(Point placement records)
%%

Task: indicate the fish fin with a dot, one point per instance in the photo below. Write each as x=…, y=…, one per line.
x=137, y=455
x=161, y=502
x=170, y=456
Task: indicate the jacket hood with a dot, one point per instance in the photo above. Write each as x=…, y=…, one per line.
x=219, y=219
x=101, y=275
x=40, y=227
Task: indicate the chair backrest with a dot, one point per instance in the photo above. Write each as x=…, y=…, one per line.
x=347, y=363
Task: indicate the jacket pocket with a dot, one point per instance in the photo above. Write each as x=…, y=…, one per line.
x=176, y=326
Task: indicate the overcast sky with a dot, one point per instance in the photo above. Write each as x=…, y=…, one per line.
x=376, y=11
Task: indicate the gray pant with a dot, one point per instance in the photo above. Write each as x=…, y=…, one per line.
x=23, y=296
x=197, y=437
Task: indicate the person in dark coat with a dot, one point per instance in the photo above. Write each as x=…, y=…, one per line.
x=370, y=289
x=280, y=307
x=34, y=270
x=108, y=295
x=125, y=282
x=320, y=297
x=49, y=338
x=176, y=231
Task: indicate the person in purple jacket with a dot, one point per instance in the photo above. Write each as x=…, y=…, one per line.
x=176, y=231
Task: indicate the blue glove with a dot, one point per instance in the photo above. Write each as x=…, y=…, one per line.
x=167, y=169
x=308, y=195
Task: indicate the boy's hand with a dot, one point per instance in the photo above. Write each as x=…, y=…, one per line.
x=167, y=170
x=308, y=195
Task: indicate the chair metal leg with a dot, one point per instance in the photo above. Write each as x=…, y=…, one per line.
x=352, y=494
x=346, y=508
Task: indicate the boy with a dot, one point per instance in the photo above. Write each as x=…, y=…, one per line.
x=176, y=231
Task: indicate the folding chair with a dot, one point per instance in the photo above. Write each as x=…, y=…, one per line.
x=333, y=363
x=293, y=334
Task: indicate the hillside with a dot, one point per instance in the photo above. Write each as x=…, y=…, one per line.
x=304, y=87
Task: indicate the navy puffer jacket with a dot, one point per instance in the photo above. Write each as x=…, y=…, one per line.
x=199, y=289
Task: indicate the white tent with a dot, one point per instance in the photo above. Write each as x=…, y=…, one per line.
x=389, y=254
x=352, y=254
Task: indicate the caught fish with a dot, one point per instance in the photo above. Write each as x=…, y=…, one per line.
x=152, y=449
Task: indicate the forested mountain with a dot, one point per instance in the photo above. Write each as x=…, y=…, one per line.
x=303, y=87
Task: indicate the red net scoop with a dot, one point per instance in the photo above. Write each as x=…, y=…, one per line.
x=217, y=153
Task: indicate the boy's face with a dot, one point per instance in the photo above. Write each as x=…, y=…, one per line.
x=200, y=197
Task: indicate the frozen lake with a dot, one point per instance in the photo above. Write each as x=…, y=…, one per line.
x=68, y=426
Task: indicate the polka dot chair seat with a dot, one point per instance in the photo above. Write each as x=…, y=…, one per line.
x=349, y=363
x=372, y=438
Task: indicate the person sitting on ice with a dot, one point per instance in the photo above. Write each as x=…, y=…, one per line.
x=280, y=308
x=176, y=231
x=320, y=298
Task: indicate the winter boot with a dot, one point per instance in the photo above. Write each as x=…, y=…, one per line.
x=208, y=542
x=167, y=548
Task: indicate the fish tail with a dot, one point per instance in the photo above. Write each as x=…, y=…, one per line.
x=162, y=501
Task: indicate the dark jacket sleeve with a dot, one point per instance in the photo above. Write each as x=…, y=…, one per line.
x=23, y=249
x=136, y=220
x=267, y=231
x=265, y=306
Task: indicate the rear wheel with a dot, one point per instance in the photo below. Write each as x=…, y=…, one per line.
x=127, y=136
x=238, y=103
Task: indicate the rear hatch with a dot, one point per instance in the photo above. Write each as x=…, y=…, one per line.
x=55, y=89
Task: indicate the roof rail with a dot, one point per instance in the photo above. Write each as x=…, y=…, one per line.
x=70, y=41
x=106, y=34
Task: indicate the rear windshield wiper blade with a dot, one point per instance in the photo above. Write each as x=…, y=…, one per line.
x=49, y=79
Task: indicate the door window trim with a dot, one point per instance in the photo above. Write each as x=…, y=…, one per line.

%%

_TASK INSTRUCTIONS:_ Can you write out the data above again with each "one point per instance" replaced by "a single point for each instance" and nothing else changed?

_ANSWER BELOW:_
Task: indicate the fish fin with a dot, a single point for each instance in the photo below. Write each as x=…, y=…, one per line.
x=137, y=455
x=161, y=502
x=170, y=456
Task: indicate the jacket hood with a dot, a single point for each instance in the photo above. Write each as x=…, y=…, one per line.
x=219, y=219
x=101, y=275
x=40, y=227
Task: indicate the chair backrest with a dot, a single point for each instance in the photo above. Write each as x=…, y=…, one per line.
x=347, y=363
Task: indicate the jacket pocket with a dot, a single point for each instance in the photo above. Write each as x=…, y=…, one per line.
x=176, y=326
Task: indicate the overcast sky with a dot, a single point for each instance in the photo above. Write each as x=…, y=…, one per line.
x=376, y=11
Task: indicate the gray pant with a dot, a single point for each instance in the photo above. Write each as x=…, y=…, one per line.
x=23, y=296
x=197, y=437
Task: indicate the person in dark coat with a dot, a single point for each instance in the photo above. Write each as x=…, y=…, one per line.
x=370, y=289
x=280, y=307
x=34, y=270
x=108, y=295
x=125, y=282
x=320, y=297
x=49, y=338
x=176, y=231
Task: indicate the person in purple jacket with a dot, a single point for each instance in the photo above. Write each as x=…, y=…, one per line.
x=176, y=231
Task: indicate the blue glove with a dot, a single point for each instance in the photo above. Write each as x=…, y=…, one per line.
x=167, y=169
x=308, y=195
Task: indicate the boy's hand with a dot, a single point for each instance in the photo above. Write each as x=…, y=…, one per line.
x=167, y=170
x=308, y=195
Task: indicate the chair metal leg with a dot, a single point for each instance in the photo above. Write each as x=…, y=…, one per line.
x=352, y=494
x=346, y=508
Task: indicate the boy with a dot, a single point for each instance in the photo above. Write each as x=…, y=…, one per line.
x=176, y=231
Task: indicate the folding chair with a dot, a single point for each instance in the photo above. Write each as x=…, y=…, one per line.
x=333, y=363
x=293, y=334
Task: indicate the hillside with a dot, a single point for each instance in the photo above. Write each as x=…, y=…, one per line.
x=304, y=87
Task: indicate the navy puffer jacket with a dot, a single point for each instance in the photo above. Write each as x=…, y=…, one per line.
x=199, y=289
Task: indicate the white tent with a dot, a single point for each instance in the photo above. Write each as x=…, y=…, one per line.
x=389, y=254
x=352, y=254
Task: indicate the caught fish with a dot, a single point for each instance in the photo above. Write each as x=…, y=…, one per line.
x=152, y=449
Task: indicate the forested mountain with a dot, a single point for each instance in the photo above. Write each as x=…, y=…, one per line.
x=303, y=87
Task: indicate the red net scoop with a dot, a single point for each instance in the photo above. Write each as x=…, y=…, one per line.
x=217, y=153
Task: indicate the boy's face with a dot, a single point for each instance in the photo above. Write each as x=…, y=…, one per line.
x=200, y=197
Task: indicate the frozen lake with a dot, a single point for each instance in the photo above. Write each as x=…, y=…, one per line.
x=68, y=426
Task: indicate the polka dot chair seat with a dot, a single point for each instance in the photo above. Write each as x=…, y=…, one per line.
x=349, y=363
x=372, y=438
Task: indicate the person sitting on ice with a dot, a single point for each instance in the photo above. Write each as x=…, y=…, one per line.
x=280, y=308
x=176, y=231
x=320, y=298
Task: indicate the winter boot with a dot, a single point for each instance in the photo above. Write each as x=…, y=…, one per line.
x=208, y=542
x=167, y=548
Task: indicate the fish tail with a dot, a single point for each instance in the photo above. Write each as x=…, y=…, one per line.
x=162, y=501
Task: indicate the dark jacket sleeve with a dot, a single point for each instance in the photo above. Write each as x=…, y=…, one per line.
x=23, y=249
x=136, y=220
x=267, y=231
x=265, y=306
Task: indicate the rear wheel with a dot, a single point for each instance in the photo below. Write each as x=…, y=…, one per line.
x=127, y=136
x=238, y=103
Task: indicate the rear hatch with a dot, a single point for each instance in the photo above. Write each as x=…, y=…, one per line.
x=55, y=89
Task: indicate the roof rail with a dot, a single point for each instance in the photo above. Write each as x=…, y=…, one per line.
x=70, y=41
x=106, y=34
Task: indicate the rear windshield wiper blade with a dot, a single point for each instance in the photo above. Write each as x=…, y=…, one per line.
x=49, y=79
Task: indicate the door window trim with a dot, a single point for each instance in the photo above. Write each as x=…, y=…, one per line.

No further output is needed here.